▶ [SET PROBLEM]:
Print all of the data exactly.

▶ [RECORDS SHOWN]:
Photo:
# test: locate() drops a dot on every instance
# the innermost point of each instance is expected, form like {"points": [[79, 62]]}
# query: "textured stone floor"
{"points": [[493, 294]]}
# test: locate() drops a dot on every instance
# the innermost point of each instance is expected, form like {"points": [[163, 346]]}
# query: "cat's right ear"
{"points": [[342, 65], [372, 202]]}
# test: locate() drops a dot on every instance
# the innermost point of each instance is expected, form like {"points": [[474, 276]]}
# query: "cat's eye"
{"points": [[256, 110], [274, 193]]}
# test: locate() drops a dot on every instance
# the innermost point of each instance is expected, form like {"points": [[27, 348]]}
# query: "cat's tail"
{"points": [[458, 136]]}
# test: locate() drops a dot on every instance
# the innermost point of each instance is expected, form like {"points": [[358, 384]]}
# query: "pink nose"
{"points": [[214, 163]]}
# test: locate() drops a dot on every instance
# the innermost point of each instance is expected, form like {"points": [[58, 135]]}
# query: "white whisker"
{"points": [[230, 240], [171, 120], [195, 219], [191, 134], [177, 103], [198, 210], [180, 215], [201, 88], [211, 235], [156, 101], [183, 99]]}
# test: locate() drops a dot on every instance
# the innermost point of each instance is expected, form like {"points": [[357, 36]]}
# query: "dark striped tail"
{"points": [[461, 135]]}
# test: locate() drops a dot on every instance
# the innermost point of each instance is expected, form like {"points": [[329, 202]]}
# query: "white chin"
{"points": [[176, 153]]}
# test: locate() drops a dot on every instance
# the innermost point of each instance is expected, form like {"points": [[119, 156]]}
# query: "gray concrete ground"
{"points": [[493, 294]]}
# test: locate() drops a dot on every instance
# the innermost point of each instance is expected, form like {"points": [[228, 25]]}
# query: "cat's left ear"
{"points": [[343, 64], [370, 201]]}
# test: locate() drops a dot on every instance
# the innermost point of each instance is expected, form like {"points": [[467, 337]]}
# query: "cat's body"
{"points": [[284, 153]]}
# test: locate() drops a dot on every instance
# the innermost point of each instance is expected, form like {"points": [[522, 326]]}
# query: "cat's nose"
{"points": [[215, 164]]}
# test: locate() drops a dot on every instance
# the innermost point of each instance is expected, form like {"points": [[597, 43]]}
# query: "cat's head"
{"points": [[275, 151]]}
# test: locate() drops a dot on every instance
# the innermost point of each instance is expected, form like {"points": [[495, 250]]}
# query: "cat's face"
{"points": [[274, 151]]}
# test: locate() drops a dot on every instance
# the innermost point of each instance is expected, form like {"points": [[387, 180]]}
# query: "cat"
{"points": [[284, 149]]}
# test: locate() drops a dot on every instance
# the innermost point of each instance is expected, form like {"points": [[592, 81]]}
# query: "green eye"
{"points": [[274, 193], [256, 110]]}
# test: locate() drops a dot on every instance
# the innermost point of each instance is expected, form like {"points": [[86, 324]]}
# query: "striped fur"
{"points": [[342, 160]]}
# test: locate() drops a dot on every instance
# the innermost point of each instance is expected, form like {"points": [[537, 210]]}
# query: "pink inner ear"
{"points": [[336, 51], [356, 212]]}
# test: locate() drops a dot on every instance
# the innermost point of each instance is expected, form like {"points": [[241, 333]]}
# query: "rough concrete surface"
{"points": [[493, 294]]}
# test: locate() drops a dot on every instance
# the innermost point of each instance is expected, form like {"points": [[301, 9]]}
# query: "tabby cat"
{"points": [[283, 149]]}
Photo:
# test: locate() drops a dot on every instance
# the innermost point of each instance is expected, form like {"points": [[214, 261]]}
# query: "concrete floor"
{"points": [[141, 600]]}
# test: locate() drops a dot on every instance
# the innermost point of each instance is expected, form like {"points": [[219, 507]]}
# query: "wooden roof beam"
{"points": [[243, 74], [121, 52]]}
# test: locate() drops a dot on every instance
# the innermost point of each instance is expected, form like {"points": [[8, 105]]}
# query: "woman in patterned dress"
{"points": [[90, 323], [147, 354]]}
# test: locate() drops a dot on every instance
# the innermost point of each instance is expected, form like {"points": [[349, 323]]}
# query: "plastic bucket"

▶ [COMPLETE OUTPUT]:
Photo:
# test: locate() drops a dot on every instance
# the innermost point of each instance is expected, form like {"points": [[79, 62]]}
# query: "textured stone floor"
{"points": [[493, 294]]}
# test: locate() drops a dot on every instance
# the innermost point of each instance is expected, form like {"points": [[163, 346]]}
# query: "cat's right ear"
{"points": [[342, 65], [372, 202]]}
# test: locate() drops a dot on every instance
# the innermost point of each instance is expected, form like {"points": [[474, 276]]}
# query: "cat's eye"
{"points": [[256, 110], [274, 193]]}
# test: locate() drops a dot on every instance
# the innermost point of each instance is expected, form like {"points": [[27, 348]]}
# query: "cat's tail"
{"points": [[458, 136]]}
# test: locate() drops a dot on every instance
# the innermost point of each instance is expected, form like {"points": [[358, 384]]}
# query: "pink nose"
{"points": [[214, 163]]}
# test: locate() drops a dot on every instance
# the innermost point of each instance is expected, form like {"points": [[58, 135]]}
# query: "white whisker"
{"points": [[230, 240], [171, 120], [195, 219], [191, 134], [177, 103], [198, 210], [180, 215], [201, 88], [211, 235], [156, 101], [183, 99]]}
# test: locate() drops a dot on every instance
# the innermost point of each instance is expected, form like {"points": [[357, 36]]}
# query: "dark striped tail"
{"points": [[461, 135]]}
# test: locate() drops a dot on every instance
# the innermost point of each instance is expected, form like {"points": [[329, 202]]}
# query: "white chin"
{"points": [[176, 153]]}
# test: locate() drops a dot on every instance
# the innermost point of each instance is expected, form like {"points": [[119, 156]]}
# query: "gray concrete ground"
{"points": [[493, 294]]}
# test: locate() drops a dot on every instance
# the innermost point of each instance is expected, form like {"points": [[228, 25]]}
# query: "cat's left ear"
{"points": [[343, 64], [370, 201]]}
# test: locate() drops a dot on every instance
# the innermost point of each instance is expected, form like {"points": [[467, 337]]}
# query: "cat's body"
{"points": [[284, 153]]}
# test: locate() drops a dot on every instance
# the innermost point of each instance is expected, form like {"points": [[522, 326]]}
# query: "cat's nose"
{"points": [[215, 164]]}
# test: locate() drops a dot on every instance
# the innermost point of each instance is expected, form like {"points": [[597, 43]]}
# query: "cat's head"
{"points": [[275, 151]]}
# test: locate() drops a dot on every instance
# the innermost point of each instance is expected, form like {"points": [[495, 250]]}
# query: "cat's face"
{"points": [[274, 151]]}
# test: locate() drops a dot on every instance
# the innermost point of each instance is expected, form like {"points": [[387, 180]]}
# query: "cat"
{"points": [[284, 149]]}
# test: locate() drops a dot on every instance
# the innermost point of each instance is expected, form like {"points": [[592, 81]]}
# query: "green eye"
{"points": [[274, 193], [256, 110]]}
# test: locate() drops a dot on every instance
# the innermost point of each instance is expected, form like {"points": [[86, 324]]}
# query: "striped fur"
{"points": [[342, 160]]}
# test: locate() drops a dot on every instance
# the innermost point of each instance is expected, form like {"points": [[537, 210]]}
# query: "pink inner ear"
{"points": [[336, 51], [356, 212]]}
# test: locate() drops a dot on every instance
# the innermost point of each instance is expected, form like {"points": [[241, 333]]}
# query: "rough concrete surface"
{"points": [[493, 294]]}
# test: locate() drops a dot on every instance
# the innermost point of each instance is expected, form like {"points": [[301, 9]]}
# query: "tabby cat"
{"points": [[283, 149]]}
Photo:
# test: locate() drops a dot on every instance
# the innermost point of each instance is expected, form like {"points": [[214, 261]]}
# query: "concrete floor"
{"points": [[141, 600]]}
# test: locate() drops a dot on every instance
# the innermost point of each instance is expected, form like {"points": [[219, 507]]}
# query: "wooden roof beam"
{"points": [[243, 74], [121, 52]]}
# test: locate() drops a dot on every instance
# the innermost point of each instance is expected, form like {"points": [[8, 105]]}
# query: "woman in patterned dress"
{"points": [[90, 323], [147, 354]]}
# test: locate() drops a dot on every instance
# the innermost point of each instance is expected, form like {"points": [[349, 323]]}
# query: "plastic bucket"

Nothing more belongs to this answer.